Extend the memoir passage below, picking up right after its final sentence.

Provided passage:
....

That's more than she usually said in a week. In our version of the mother-child relationship, I was supposed to guess what she wanted or needed me to do. I always guessed wrong, because whatever I did caused her either to sob or threaten to kill me.

But on these 'normal' days - my standard of normal being the moms from books and movies -- she chattered like the best of them. And instead of staying in bed until evening, she was the Mrs. America of Housekeeping. I loved to peek at her in action. I knew it wouldn't last, but that didn't diminish the joy of watching her spin around the cracked, blood-red linoleum like a whirling dervish.

A half-hour later, I was dizzy myself, as she twirled me out the door. My head tingled where she smoothed my hair. I left the house with a sack lunch grown to fit a shopping bag, her final motherly kiss, and a piece of advice.

"Be nice today," were the words with which she armed me against the world. "Everyone loves a nice girl."

One day, I lingered and asked, "Did your mother tell you that when you were young?" My grandmother died when I was a baby, and I didn't know much about her.

She looked off into the distance, puzzled. Then her brow cleared. "Why yes, yes she did. And so I grew up and got a nice home and a nice little girl of my own."

Some years later she offered me more words of wisdom, right before my first date as a teenager. "Don't let boys touch your titties," she said.

I didn't followed her advice that time, either.

*Caverns

CATEGORY: memoir
AUTHOR LAMENT: All resemblance to my pubic bone and to the main character's is long gone.

Daily, at 10 am sharp, a girl with hair to the waist and skirt to the pubic bone left her no-window office in the basement of San Francisco's City Hall, circa 1970. She carried several half pieces of paper. Though she realized the papers were not documents with the significance for mankind as Hammurabi's code, or The Magna Carta, they were important to her and the city she loved. She and her gingerly held cargo would visit secret rooms well hidden from the public in the cavernous hallways within the vast building. With a look cultivated as professional, she would offer the papers, called 'requisitions' to ancient men who leered at her. Her job was to obtain their signatures. Her personal mission was to do so with as short a leering window as possible. Timing each station made her feel scientific about the whole thing.

....

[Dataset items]
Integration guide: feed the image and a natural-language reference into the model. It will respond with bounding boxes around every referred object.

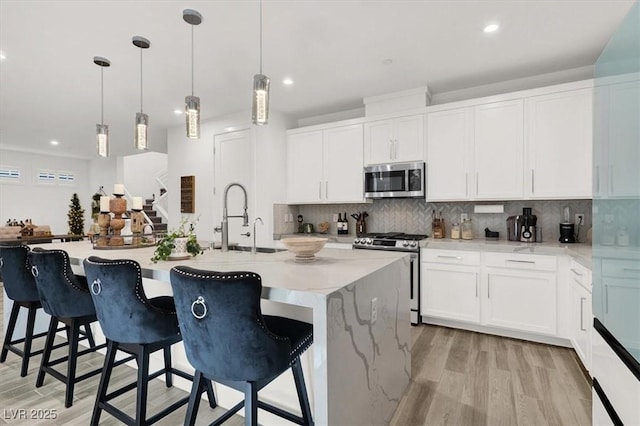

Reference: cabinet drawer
[484,253,557,271]
[420,249,480,266]
[602,259,640,278]
[569,259,591,293]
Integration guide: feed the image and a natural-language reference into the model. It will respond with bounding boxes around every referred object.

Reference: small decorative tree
[67,193,84,235]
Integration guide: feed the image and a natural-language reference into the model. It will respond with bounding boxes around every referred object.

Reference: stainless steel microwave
[364,162,425,198]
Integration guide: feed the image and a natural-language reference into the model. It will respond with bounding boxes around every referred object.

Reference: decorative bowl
[280,237,327,262]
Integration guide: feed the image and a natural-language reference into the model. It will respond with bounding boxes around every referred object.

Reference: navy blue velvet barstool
[171,266,313,426]
[0,244,64,377]
[83,256,216,425]
[29,248,106,408]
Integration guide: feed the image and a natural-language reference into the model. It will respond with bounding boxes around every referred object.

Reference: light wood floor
[391,325,591,426]
[0,287,591,426]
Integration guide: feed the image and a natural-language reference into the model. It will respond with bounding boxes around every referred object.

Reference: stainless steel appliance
[364,162,425,198]
[518,207,538,243]
[353,232,427,325]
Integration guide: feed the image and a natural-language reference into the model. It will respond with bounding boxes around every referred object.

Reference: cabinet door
[322,124,364,202]
[287,130,324,203]
[525,89,593,199]
[392,114,424,161]
[420,262,480,324]
[364,120,394,164]
[474,99,524,200]
[483,268,557,335]
[607,81,640,198]
[427,108,473,201]
[571,281,593,370]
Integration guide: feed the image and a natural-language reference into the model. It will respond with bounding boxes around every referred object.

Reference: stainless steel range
[353,232,427,325]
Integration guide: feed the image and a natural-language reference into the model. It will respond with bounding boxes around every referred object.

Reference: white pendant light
[132,36,151,150]
[251,0,269,126]
[93,56,111,157]
[182,9,202,139]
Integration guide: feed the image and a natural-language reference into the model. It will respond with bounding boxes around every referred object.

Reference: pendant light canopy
[251,0,269,126]
[182,9,202,139]
[93,56,111,157]
[131,36,151,150]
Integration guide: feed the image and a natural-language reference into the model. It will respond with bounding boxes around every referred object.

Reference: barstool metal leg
[0,302,20,362]
[244,382,258,426]
[291,357,313,425]
[64,320,80,408]
[91,340,118,426]
[20,306,38,377]
[184,370,204,425]
[136,345,149,425]
[163,346,173,388]
[84,324,96,348]
[36,317,58,388]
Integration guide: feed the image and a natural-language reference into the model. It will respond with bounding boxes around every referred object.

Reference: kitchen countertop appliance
[352,232,427,325]
[519,207,538,243]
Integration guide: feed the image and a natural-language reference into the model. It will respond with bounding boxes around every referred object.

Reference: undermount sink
[224,246,287,253]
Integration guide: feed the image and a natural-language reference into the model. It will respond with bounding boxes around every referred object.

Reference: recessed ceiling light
[483,24,500,33]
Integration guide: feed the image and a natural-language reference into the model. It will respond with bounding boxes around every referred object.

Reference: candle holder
[96,212,111,247]
[131,210,144,245]
[109,194,127,246]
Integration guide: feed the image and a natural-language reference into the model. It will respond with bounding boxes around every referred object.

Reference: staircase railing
[153,171,169,223]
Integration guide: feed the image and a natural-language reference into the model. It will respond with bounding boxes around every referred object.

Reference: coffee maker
[558,207,576,243]
[518,207,538,243]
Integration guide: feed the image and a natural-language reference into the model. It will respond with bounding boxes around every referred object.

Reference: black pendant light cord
[140,49,143,114]
[191,25,195,96]
[260,0,262,74]
[100,66,104,125]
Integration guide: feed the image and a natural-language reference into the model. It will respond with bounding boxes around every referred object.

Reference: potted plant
[151,217,202,263]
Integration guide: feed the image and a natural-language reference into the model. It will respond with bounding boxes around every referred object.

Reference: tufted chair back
[29,248,96,318]
[0,244,40,302]
[83,256,180,344]
[171,266,291,381]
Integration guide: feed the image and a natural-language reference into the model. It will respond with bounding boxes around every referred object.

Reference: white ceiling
[0,0,634,161]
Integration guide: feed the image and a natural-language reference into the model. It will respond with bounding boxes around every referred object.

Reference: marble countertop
[421,238,592,269]
[33,241,406,306]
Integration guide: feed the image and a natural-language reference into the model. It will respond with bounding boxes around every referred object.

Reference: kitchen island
[33,242,411,425]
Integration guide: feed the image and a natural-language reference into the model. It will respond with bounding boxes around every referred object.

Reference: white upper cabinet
[525,89,593,199]
[364,114,424,164]
[287,124,363,204]
[427,108,473,201]
[323,124,364,202]
[474,99,524,200]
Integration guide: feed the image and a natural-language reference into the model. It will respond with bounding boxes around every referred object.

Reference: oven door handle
[409,256,415,300]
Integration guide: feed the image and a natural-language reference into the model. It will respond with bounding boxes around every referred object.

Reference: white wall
[167,111,291,246]
[122,152,169,199]
[0,150,95,234]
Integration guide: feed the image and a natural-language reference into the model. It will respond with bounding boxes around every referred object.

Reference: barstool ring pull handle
[191,296,207,319]
[91,278,102,296]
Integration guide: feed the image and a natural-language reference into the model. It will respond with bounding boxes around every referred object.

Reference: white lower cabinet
[421,249,557,336]
[569,260,593,371]
[420,250,480,324]
[483,268,556,335]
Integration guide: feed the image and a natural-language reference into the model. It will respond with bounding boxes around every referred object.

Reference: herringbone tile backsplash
[274,199,591,242]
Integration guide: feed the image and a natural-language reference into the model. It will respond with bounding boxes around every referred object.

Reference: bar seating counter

....

Your response:
It was a tricky business. The signatures needed to fall like dominoes, but not in the sequence on the paper itself. No, the girl had to commit the exact order to memory. Luckily, she had recently graduated from college.

It usually went without a hitch. Lately, however, the girl noted the men were frowning at her, no longer leering. Was her skirt too long today? Did she have a hickey from this morning's pre-work meeting with her boyfriend? No, they were frowning at the papers, not at her. She had to wait while each man picked up the telephone and shouted into it. "What is this 'black argot' shit?"

Every time a new job was created in any city department - bus driver, health clinic worker, court clerk, museum janitor, etc - a requisition was generated. The reason for the vacancy didn't matter. Maybe someone quit or died or was fired. A department's budget might have been increased for several new jobs. Whatever the reason, a new requisition had to be created in the basement, before anyone could be hired.

Then it was hand carried for approval around the building. And lately, the girl noted that more and more requisitions bore not only the name of the job, but the words "Position must be filled by person able to speak Black Argot." The Signature Men didn't like the trend. It took a long time for them to commit their authorization to paper, now. The girl also had a new, final stop added: she walked up the same gorgeous marble steps Dirty Harry did when he wanted to see the Mayor. The Mayor didn't mind seeing the girl, though he never leered, but he did want to see those Black Argot requisitions. The paper size was increased, to leave room for a large, flowery Mayoral signature.

Soon, the ancient men began to disappear, replaced by younger men and women who spoke black argot and leered at each other. Eventually they were out too, and gay men who wouldn't leer at pretty girls took over the caverns.

I'm not sure who's leering at whom now, because I moved on.